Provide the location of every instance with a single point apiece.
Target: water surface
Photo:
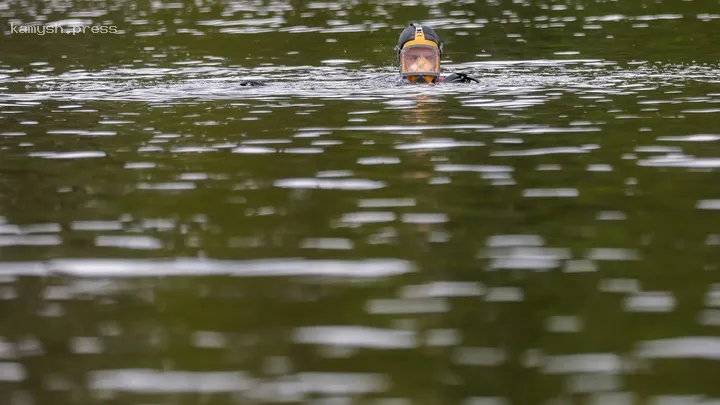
(548, 235)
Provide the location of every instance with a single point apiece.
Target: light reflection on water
(548, 235)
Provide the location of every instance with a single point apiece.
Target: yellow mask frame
(432, 71)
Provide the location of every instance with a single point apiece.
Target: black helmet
(408, 34)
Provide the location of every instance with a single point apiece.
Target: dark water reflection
(546, 236)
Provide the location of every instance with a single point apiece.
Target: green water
(547, 236)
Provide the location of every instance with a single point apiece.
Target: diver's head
(419, 50)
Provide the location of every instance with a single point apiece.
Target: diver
(418, 51)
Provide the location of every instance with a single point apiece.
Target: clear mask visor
(420, 60)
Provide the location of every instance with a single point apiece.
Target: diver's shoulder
(459, 78)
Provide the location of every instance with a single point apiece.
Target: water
(548, 235)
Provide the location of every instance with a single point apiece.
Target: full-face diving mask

▶ **EXERCISE DETAILS**
Recast all of the lines above as a Markdown table with the columns "Index" and "Line," numbering each row and skipping blank lines. Leave the pictures out.

▶ **RESULT OF THE TASK**
| Index | Line |
|---|---|
| 1 | Provide the location of every instance with a single point apiece. |
| 2 | Target: water surface |
| 3 | Photo: |
| 4 | (548, 235) |
| 5 | Provide the location of every instance with a single point apiece. |
| 6 | Target: light reflection on water |
| 7 | (548, 235) |
| 8 | Provide the location of every instance with a single point apiece. |
| 9 | Target: yellow mask frame |
| 10 | (432, 71) |
| 11 | Provide the location of every instance with a single point apiece. |
| 12 | Target: black helmet |
| 13 | (408, 34) |
| 14 | Provide the location of every instance with a single point apiece. |
| 15 | Target: dark water reflection |
| 16 | (546, 236) |
| 17 | Provide the location of every instance with a single point apiece. |
| 18 | Target: green water |
| 19 | (547, 236) |
| 20 | Provide the location of every instance with a single point apiece. |
| 21 | Target: diver's head |
| 22 | (419, 50) |
| 23 | Provide the location of every instance with a single point apiece. |
| 24 | Target: diver |
| 25 | (418, 51) |
| 26 | Provide the location of every instance with a single point apiece. |
| 27 | Target: clear mask visor |
| 28 | (420, 60) |
| 29 | Provide the location of every instance with a single point apiece. |
| 30 | Target: diver's shoulder |
| 31 | (459, 78) |
| 32 | Provide the location of every instance with a single point apiece. |
| 33 | Target: water |
| 34 | (548, 235) |
| 35 | Provide the location of every instance with a single point apiece. |
| 36 | Target: full-face diving mask |